---------- TEXT SECTION

Here’s a demographic fact: old Boomers fell for the “zero population growth” rhetoric promoted by the mainstream media and churches in the 1960s and 1970s. This means there are not enough Gen Xers to fill the shoes left by retiring and dying Boomers. And, as we all know, Millennials, thanks to their debt loads and a lagging economy early in their adult lives, are behind the typical timeline for home ownership, let alone business ownership. This leaves empty storefronts, and areas lacking in services and products.

So if you are reading this, and have squirreled away a bunch of cash (or were planning to buy a $10,000 generator for  “just in case”), then why not consider putting some of it to another good use. Keep what you need for the most common emergencies, then get to work on building something that — no matter what happens — has created a strong, prepper-friendly addition to your personal lives, to the next generation and to your community.


  1. Good thoughts here. My 1st reaction is wondering how fast the market changes how business is run.

    The internet has caused massive damage to Mom and Pop brick shops. The intenet allows the user to access materials from far away. Vs. the local store which stocks the item to be sold. If the local orders from same company, they mark it up. So the shopper eliminates the middle person, saving them the cost. Even the mighty beast Wal-Mart is facing stiff competition from internet selling companies and they are facing ruin as well.

    It will take a cataclysmic event to make shopping only a local event. So for this to work and make enough profit, timing will have be accurate. Even indoor flea markets have a tough time of it. One of those open air covered warehouse type of structures will be a gold mine in the future, allowing many vendors to gather so that nearby citizens can come for barter.

    Thank you again for beginning this discussion – I look forward to the feedback and thoughts. I do agree that too much ‘green backs’ can be a bad thing. Tangibles are needed too.

  2. Most small businesses fail, a simple fact. Also like many countries, America has recessions. Right now America is due for another recession. During a recession more businesses fail than the normal amount. Seems to be a poor choice for an investment right now to me.

  3. I had to read this twice. So the premise is be prepared by “investing” in a business because more than likely you won’t use your preps? So I buy insurance but don’t file claims so I should stop buying insurance and instead invest in an insurance company?

    I started up my own prepper related small business about a decade ago. It was very profitable from the get go due to the unique business model. I was still working a full time job and once they realized I was about to jump ship they offered me a promotion and a raise that I could not refuse. I quickly sold off all the inventory I had. It was a great experience. I know several folks who own small businesses including my wife’s family. The Internet and just in time delivery is are impacting their business. So just because a “mom and pop” business has been “profitable” over the course of their lifetime doesn’t mean that it will remain profitable in an ever quickly changing business environment.

    As far as a private school being a sound prepper investment I would have to ask for some proof. How did these schools fare during the Obama depression? Did enrollment go up or down or stay the same? If enrollment went down is it truely a “prepper” investment? I would expect a true “prepper” business to have increased demand hence profits when a disaster or emergency strikes not less.

    One other issue I have is with something the author pointed out about Millennials and debt load. So will the debt laden Millennials, whose children will be the ones attending the private schools be able to afford private schools for their kids?

--------------------

[INSTRUCTION A] Can you revise everything in the small-business thread from "2. Most small" down to "an insurance company?", replacing "insurance" with "coverage"?
The small-business thread and the listing are unrelated pieces of material.

---------- DATA IN THIS EXERCISE

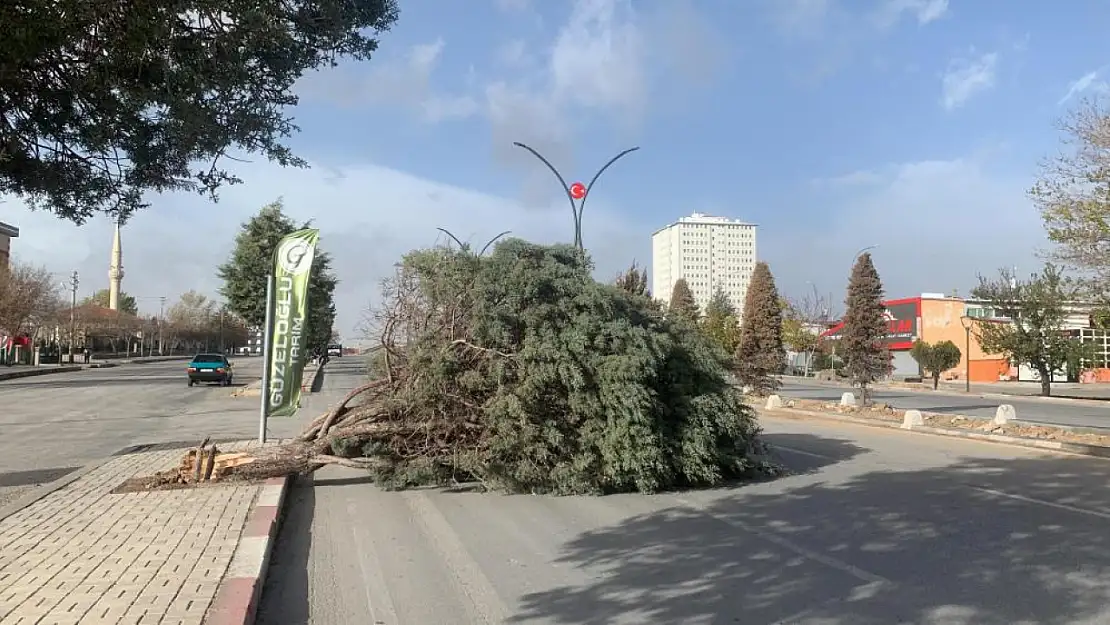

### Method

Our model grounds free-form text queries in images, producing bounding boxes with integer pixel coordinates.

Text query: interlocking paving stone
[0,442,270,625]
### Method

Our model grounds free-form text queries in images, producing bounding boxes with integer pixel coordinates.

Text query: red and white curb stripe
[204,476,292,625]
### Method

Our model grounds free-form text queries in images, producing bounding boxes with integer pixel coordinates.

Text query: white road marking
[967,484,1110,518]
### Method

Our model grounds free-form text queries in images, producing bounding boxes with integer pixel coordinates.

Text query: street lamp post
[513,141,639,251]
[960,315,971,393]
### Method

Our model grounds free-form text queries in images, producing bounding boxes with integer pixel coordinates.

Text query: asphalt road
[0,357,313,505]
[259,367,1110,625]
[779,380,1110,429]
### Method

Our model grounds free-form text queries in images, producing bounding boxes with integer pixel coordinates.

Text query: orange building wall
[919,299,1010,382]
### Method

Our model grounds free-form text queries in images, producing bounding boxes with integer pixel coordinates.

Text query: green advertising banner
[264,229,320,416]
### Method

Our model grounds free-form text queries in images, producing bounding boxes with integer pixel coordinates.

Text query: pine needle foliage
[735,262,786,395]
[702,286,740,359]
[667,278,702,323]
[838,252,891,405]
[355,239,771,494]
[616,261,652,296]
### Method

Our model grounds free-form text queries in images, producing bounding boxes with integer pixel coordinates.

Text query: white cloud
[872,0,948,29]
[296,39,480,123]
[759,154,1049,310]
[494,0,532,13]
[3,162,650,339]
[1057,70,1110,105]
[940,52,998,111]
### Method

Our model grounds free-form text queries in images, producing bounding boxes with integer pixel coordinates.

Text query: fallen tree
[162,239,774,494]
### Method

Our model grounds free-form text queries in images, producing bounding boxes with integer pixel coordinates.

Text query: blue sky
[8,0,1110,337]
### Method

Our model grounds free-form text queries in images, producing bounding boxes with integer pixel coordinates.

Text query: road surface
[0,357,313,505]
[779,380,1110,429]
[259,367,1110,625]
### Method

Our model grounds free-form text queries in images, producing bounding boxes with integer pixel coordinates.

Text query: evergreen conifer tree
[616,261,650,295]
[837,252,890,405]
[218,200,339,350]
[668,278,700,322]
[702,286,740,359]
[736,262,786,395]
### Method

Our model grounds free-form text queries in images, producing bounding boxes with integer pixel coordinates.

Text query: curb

--------------------

[INSTRUCTION B] How many lines of the listing contain the string "road", with case counting? Reply with the number only.

[FINISHED ANSWER A]
2. Most small businesses fail, a simple fact. Also like many countries, America has recessions. Right now America is due for another recession. During a recession more businesses fail than the normal amount. Seems to be a poor choice for an investment right now to me.

  3. I had to read this twice. So the premise is be prepared by “investing” in a business because more than likely you won’t use your preps? So I buy coverage but don’t file claims so I should stop buying coverage and instead invest in an coverage company?

[FINISHED ANSWER B] 3